* BEGIN THE RECORDS *

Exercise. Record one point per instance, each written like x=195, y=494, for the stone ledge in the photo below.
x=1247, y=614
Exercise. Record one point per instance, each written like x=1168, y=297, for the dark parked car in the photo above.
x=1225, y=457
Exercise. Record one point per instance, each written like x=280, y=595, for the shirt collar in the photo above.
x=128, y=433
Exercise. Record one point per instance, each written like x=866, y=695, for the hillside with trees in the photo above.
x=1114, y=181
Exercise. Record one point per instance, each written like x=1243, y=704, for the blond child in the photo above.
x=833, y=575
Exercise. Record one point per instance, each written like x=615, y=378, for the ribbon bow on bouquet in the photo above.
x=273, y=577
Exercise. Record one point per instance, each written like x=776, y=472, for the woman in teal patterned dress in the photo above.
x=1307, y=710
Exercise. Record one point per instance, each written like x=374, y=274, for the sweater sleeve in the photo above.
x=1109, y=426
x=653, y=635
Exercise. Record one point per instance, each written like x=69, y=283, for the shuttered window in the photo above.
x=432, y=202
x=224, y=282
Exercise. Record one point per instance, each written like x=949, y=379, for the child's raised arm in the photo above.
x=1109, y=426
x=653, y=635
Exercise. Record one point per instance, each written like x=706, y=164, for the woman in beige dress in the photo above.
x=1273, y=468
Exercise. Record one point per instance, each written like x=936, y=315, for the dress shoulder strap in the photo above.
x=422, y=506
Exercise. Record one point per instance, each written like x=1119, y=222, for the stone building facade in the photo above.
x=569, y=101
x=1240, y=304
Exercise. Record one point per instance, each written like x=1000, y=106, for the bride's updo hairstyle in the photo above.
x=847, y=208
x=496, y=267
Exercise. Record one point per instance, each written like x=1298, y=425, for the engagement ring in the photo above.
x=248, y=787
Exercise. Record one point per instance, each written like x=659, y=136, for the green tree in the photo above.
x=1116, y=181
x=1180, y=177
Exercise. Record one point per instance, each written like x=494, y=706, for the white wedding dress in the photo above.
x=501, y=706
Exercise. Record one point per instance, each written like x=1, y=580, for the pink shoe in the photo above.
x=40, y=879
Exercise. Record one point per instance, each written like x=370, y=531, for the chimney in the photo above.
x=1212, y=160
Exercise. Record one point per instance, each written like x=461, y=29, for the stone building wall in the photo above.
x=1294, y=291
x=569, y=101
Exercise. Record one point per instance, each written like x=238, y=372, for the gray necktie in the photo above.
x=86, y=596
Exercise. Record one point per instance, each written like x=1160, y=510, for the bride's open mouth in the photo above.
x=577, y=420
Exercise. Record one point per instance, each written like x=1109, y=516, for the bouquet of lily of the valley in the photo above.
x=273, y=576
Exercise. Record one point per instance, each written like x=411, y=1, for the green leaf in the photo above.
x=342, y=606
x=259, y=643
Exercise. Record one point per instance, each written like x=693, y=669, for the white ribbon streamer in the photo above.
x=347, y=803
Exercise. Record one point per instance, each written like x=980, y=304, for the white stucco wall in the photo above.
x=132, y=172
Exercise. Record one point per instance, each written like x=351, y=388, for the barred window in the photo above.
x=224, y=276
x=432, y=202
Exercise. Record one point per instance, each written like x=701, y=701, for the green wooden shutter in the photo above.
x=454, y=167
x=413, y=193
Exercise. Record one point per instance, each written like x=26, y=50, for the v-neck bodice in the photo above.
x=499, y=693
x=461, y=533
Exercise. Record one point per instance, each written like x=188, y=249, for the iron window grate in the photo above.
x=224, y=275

* END THE RECORDS *
* BEGIN THE RECORDS *

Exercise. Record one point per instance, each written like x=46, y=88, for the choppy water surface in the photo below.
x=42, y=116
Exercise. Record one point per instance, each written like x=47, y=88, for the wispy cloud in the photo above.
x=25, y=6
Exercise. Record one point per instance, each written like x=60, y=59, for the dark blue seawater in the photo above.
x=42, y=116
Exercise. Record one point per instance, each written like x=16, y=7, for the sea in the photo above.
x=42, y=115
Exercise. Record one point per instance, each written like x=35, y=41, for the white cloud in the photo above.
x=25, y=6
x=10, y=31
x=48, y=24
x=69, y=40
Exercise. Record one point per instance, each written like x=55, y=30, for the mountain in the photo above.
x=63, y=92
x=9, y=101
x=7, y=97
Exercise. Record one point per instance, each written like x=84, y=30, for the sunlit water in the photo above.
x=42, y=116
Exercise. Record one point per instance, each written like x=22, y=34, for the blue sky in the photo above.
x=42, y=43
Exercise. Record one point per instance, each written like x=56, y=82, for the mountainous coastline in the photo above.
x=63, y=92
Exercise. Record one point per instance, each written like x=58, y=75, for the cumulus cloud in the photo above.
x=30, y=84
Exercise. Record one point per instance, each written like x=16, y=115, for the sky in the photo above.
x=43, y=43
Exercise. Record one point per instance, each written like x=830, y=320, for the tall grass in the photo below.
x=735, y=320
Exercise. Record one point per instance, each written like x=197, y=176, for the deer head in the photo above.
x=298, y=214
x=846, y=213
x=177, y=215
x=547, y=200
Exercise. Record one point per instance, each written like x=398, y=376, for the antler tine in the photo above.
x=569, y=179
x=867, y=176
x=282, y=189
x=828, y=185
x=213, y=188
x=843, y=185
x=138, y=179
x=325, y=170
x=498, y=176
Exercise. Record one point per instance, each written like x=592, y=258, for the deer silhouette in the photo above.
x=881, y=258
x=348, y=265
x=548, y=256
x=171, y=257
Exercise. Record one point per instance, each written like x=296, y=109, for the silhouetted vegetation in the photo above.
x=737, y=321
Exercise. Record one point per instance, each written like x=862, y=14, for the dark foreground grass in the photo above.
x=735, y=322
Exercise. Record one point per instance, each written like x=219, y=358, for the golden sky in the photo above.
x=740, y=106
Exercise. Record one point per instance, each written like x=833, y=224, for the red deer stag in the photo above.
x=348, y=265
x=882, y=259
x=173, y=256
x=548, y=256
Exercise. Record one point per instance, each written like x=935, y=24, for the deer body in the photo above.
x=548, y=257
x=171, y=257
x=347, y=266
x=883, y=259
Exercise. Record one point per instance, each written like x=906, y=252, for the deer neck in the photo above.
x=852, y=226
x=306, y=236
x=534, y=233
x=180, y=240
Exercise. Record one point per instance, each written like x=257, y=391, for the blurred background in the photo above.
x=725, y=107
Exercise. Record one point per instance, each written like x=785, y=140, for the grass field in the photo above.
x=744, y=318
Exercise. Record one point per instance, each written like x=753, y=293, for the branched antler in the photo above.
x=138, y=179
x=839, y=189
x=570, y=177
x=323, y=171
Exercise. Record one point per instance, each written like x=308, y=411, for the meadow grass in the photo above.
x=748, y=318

* END THE RECORDS *

PROBLEM STATEMENT —
Copy the records word for word, starting with the line that contains "ledge in the photo below." and ending with the line that contains "x=1225, y=457", both lines included.

WORKED SOLUTION —
Exercise. Record one point per instance, each written like x=195, y=494, for the stone ledge in the photo below.
x=1247, y=614
Exercise. Record one point per instance, each written like x=1168, y=297, for the dark parked car in the photo above.
x=1225, y=457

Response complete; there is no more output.